### MATERIAL PROVIDED
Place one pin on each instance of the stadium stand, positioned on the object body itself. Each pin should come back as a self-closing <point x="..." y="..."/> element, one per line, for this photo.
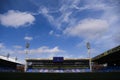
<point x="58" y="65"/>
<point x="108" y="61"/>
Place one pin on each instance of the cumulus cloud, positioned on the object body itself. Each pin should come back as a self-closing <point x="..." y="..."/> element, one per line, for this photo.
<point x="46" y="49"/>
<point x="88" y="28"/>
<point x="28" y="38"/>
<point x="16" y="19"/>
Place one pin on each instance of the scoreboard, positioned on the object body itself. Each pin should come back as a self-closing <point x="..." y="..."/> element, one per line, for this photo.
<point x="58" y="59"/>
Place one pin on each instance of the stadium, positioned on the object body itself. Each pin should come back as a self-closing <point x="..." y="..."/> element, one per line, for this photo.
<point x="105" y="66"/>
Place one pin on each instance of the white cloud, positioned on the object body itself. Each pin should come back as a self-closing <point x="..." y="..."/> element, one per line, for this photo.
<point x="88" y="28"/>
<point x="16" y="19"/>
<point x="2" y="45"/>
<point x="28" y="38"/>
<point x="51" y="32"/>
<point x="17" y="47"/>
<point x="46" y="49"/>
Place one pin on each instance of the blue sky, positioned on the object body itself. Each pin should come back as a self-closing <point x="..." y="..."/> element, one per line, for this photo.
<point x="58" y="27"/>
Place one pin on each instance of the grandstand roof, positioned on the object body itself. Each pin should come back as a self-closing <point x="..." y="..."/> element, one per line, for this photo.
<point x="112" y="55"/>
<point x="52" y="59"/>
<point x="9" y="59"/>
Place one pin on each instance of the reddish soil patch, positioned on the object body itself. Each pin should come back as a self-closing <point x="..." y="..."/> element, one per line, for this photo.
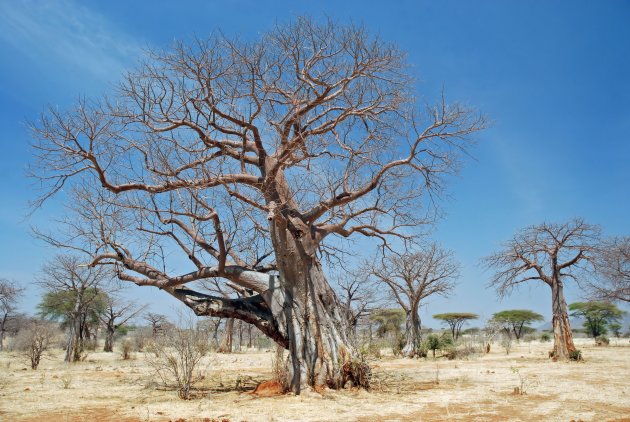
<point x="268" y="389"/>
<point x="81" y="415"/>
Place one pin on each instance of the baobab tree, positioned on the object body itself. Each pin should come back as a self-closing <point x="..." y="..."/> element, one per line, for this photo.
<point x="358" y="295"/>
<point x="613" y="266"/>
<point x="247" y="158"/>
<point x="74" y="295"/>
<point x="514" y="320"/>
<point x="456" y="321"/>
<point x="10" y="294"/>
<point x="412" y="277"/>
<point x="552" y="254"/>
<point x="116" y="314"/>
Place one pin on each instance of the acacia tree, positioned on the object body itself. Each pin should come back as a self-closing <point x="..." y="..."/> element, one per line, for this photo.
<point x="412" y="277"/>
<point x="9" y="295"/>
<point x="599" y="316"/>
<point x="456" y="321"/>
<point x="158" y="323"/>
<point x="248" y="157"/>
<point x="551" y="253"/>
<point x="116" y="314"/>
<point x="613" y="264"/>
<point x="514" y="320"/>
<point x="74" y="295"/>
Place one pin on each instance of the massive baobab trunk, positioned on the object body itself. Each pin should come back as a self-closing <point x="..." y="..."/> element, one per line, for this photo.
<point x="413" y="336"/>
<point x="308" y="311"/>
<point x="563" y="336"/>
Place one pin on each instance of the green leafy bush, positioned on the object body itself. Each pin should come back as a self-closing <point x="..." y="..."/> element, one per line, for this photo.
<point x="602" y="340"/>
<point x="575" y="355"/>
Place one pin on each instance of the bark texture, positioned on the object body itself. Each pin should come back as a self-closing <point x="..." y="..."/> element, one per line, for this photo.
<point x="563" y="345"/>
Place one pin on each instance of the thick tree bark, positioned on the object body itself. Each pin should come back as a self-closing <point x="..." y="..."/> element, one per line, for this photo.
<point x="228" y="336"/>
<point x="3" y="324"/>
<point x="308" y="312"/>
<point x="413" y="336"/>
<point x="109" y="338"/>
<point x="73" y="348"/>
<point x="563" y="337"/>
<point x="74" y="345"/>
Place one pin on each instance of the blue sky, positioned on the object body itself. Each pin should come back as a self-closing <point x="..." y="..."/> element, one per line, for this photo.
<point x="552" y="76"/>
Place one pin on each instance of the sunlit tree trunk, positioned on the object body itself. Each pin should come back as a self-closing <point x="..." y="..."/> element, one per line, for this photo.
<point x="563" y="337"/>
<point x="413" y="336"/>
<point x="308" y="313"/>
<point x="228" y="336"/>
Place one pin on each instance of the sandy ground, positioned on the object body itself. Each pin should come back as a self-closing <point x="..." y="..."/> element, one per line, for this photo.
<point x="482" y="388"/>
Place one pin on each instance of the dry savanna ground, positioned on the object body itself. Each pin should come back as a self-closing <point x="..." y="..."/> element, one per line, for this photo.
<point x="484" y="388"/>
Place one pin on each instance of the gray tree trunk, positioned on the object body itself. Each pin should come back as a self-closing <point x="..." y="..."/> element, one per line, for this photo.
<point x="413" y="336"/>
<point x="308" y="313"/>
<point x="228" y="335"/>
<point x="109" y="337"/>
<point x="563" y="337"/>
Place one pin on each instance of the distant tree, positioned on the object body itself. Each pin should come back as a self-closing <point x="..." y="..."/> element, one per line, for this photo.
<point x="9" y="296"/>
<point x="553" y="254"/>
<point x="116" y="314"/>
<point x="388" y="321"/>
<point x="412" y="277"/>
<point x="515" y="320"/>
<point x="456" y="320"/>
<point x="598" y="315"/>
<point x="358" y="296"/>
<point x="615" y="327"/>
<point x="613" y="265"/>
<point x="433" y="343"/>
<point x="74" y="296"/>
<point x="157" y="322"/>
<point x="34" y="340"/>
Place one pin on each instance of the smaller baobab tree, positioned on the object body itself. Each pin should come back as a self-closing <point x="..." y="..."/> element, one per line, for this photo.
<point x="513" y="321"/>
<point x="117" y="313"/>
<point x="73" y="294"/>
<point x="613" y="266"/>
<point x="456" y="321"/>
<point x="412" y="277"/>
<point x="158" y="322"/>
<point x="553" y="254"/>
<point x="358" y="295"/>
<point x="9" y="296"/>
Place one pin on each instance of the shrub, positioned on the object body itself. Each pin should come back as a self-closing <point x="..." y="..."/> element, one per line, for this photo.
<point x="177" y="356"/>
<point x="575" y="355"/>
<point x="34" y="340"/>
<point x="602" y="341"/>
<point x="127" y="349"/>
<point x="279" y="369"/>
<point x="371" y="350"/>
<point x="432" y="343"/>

### WORK TO BE COMPLETED
Copy all of the listing word for word, minus the images.

### ANSWER BOX
Place one pin on each instance of the stadium stand, positioned on the object body itself. Each pin should come back as a self-closing <point x="..." y="..."/> element, one per line, for this photo.
<point x="58" y="65"/>
<point x="108" y="61"/>
Place one pin on each instance of the cumulus cloud, positioned on the object body itself. Each pin should come back as a self-closing <point x="..." y="..."/> element, one per line, for this photo.
<point x="46" y="49"/>
<point x="88" y="28"/>
<point x="28" y="38"/>
<point x="16" y="19"/>
Place one pin on each instance of the scoreboard, positioned on the object body itself. Each pin should come back as a self-closing <point x="..." y="..."/> element, one per line, for this photo.
<point x="58" y="59"/>
Place one pin on each instance of the stadium, positioned on the object body itself. Each pin should come back as a self-closing <point x="..." y="..."/> element, one per line, for this photo.
<point x="105" y="66"/>
Place one pin on each instance of the white cloud, positioned on the object body itself. Each pin should come back as a self-closing <point x="..." y="..."/> element, one per line, for this photo.
<point x="88" y="28"/>
<point x="16" y="19"/>
<point x="2" y="45"/>
<point x="28" y="38"/>
<point x="51" y="32"/>
<point x="17" y="47"/>
<point x="46" y="49"/>
Place one pin on each instance of the blue sky, positioned on the object body itself. Each pin should come back as a self-closing <point x="..." y="..."/> element, one per line, for this photo.
<point x="58" y="27"/>
Place one pin on each instance of the grandstand roof, positioned on the object body itself. Each pin should come back as a self-closing <point x="..." y="..."/> element, one per line, for this photo.
<point x="112" y="55"/>
<point x="52" y="59"/>
<point x="9" y="59"/>
Place one pin on each instance of the reddish soil patch, positioned on the object body itself. Each pin should come back as a self-closing <point x="..." y="..."/> element, one per line, for this photo.
<point x="268" y="389"/>
<point x="81" y="415"/>
Place one pin on each instance of the baobab tree, positioned on the object body itself. Each pin should come back as a self-closing <point x="..." y="..."/> element, one per line, for this photo.
<point x="358" y="295"/>
<point x="613" y="266"/>
<point x="247" y="158"/>
<point x="74" y="295"/>
<point x="514" y="320"/>
<point x="456" y="321"/>
<point x="10" y="294"/>
<point x="412" y="277"/>
<point x="552" y="254"/>
<point x="116" y="314"/>
Place one pin on each instance of the acacia tree, positioned on the object body itself. Each pin should come back as a self-closing <point x="..." y="..."/> element, one per line, for this photo.
<point x="412" y="277"/>
<point x="9" y="295"/>
<point x="599" y="316"/>
<point x="456" y="321"/>
<point x="158" y="323"/>
<point x="248" y="157"/>
<point x="551" y="253"/>
<point x="116" y="314"/>
<point x="613" y="264"/>
<point x="514" y="320"/>
<point x="74" y="295"/>
Place one pin on each instance of the massive baobab trunk, positioned on the object body itself. Each pin should come back as a self-closing <point x="..." y="..."/> element, one per line, for this photo.
<point x="413" y="336"/>
<point x="308" y="311"/>
<point x="563" y="336"/>
Place one pin on each instance of the green leafy bush, positioned on the object body itself. Each pin should come back as a self-closing <point x="..." y="..."/> element, one per line, for this photo.
<point x="602" y="340"/>
<point x="575" y="355"/>
Place one pin on each instance of the bark texture, positioned on the object body itself. Each pin should come back as a self-closing <point x="..." y="..."/> element, one per line, for this photo.
<point x="563" y="345"/>
Place one pin on each instance of the thick tree bark, positioned on the object body itself. Each pin should come back as a self-closing <point x="..." y="..."/> element, one per line, for this photo.
<point x="228" y="336"/>
<point x="3" y="324"/>
<point x="308" y="312"/>
<point x="413" y="336"/>
<point x="109" y="338"/>
<point x="73" y="348"/>
<point x="563" y="337"/>
<point x="74" y="345"/>
Place one pin on each instance of the blue sky, positioned on the object body itself. Each pin should come back as a self-closing <point x="..." y="..."/> element, one per line, for this photo.
<point x="552" y="76"/>
Place one pin on each instance of the sunlit tree trunk, positioned on the object body itself. Each pin should come back as a self-closing <point x="..." y="..."/> element, one per line, for this photo.
<point x="563" y="337"/>
<point x="413" y="336"/>
<point x="308" y="313"/>
<point x="228" y="336"/>
Place one pin on each instance of the sandy ground, positioned on the object body itself. Each pin should come back as a self-closing <point x="..." y="..."/> element, one per line, for this photo.
<point x="482" y="388"/>
Place one pin on each instance of the dry savanna ground, positioned on the object body itself. Each pin should come back as a self-closing <point x="..." y="..."/> element, one per line, for this photo.
<point x="484" y="388"/>
Place one pin on each instance of the gray tree trunk, positioned on the object body itself. Each pin should come back as a self-closing <point x="..." y="..."/> element, one per line, for this photo.
<point x="413" y="336"/>
<point x="308" y="313"/>
<point x="228" y="335"/>
<point x="109" y="337"/>
<point x="563" y="337"/>
Place one pin on each instance of the distant tree, positioned on the object body itself. Each pin should come back as a self-closing <point x="..." y="..."/> element, one per line, for this photo.
<point x="9" y="296"/>
<point x="553" y="254"/>
<point x="116" y="314"/>
<point x="388" y="321"/>
<point x="412" y="277"/>
<point x="515" y="320"/>
<point x="456" y="320"/>
<point x="598" y="315"/>
<point x="358" y="296"/>
<point x="615" y="327"/>
<point x="613" y="265"/>
<point x="433" y="343"/>
<point x="74" y="296"/>
<point x="157" y="322"/>
<point x="34" y="340"/>
Place one pin on each instance of the smaller baobab tree, positioned on the object body itself. Each pin should come back as a self-closing <point x="..." y="..."/> element, one per line, for this photo.
<point x="513" y="321"/>
<point x="117" y="313"/>
<point x="73" y="294"/>
<point x="613" y="266"/>
<point x="456" y="321"/>
<point x="412" y="277"/>
<point x="158" y="322"/>
<point x="553" y="254"/>
<point x="358" y="295"/>
<point x="9" y="296"/>
Place one pin on each instance of the shrub, positioned on the object body itself. Each pin should come back as a self-closing <point x="..." y="..."/> element, one per line, for this photo.
<point x="177" y="356"/>
<point x="575" y="355"/>
<point x="34" y="340"/>
<point x="602" y="341"/>
<point x="127" y="349"/>
<point x="279" y="369"/>
<point x="371" y="350"/>
<point x="432" y="343"/>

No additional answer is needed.